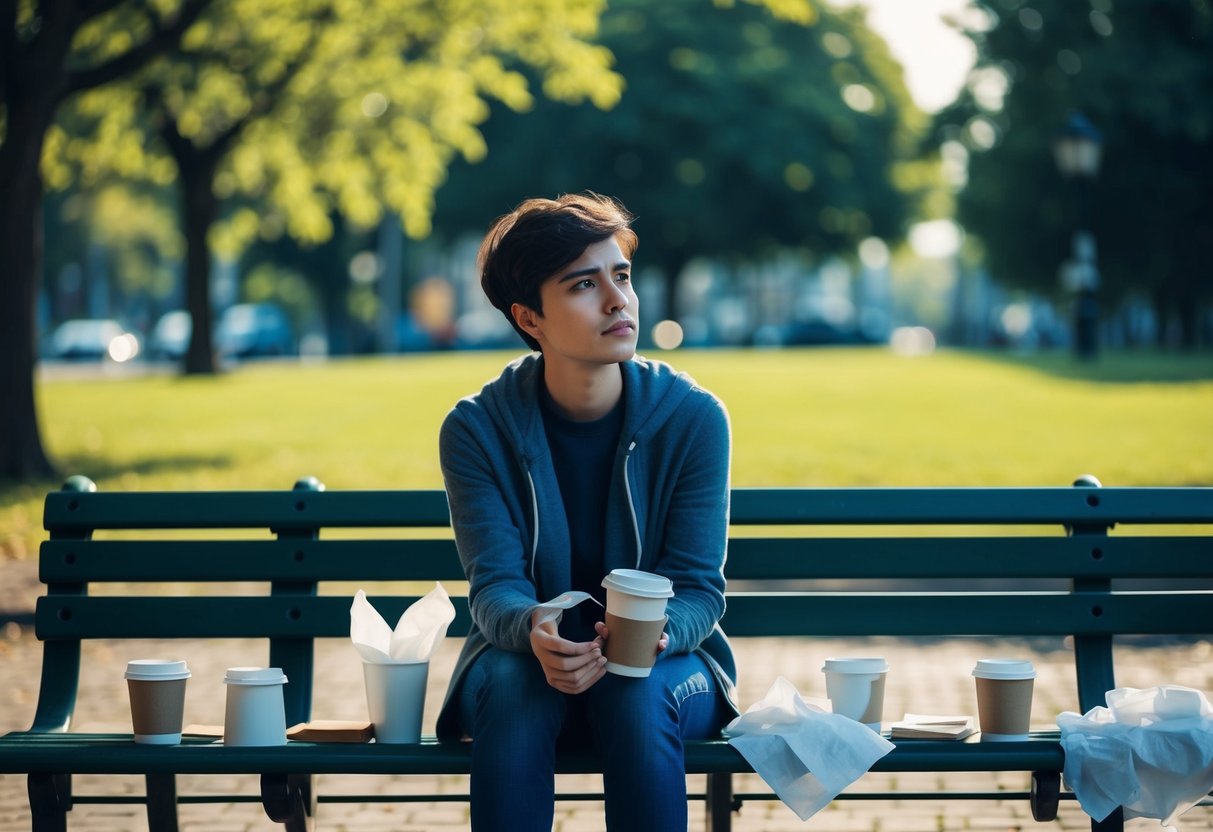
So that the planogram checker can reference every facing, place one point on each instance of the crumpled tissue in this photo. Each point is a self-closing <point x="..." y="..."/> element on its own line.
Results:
<point x="806" y="753"/>
<point x="553" y="610"/>
<point x="419" y="631"/>
<point x="1149" y="751"/>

• [Exercise brief]:
Reproduce the entries with "crumpled tissue" swapped for "folded napkin" and no other changes. Leave out the pictures.

• [Task result]:
So that the planogram checker can reference every facing, place one point on each instance of the folded napkin in this photo. Each point is a self-closing <point x="..." y="..."/> element on its own line.
Results:
<point x="806" y="753"/>
<point x="553" y="610"/>
<point x="419" y="631"/>
<point x="1149" y="751"/>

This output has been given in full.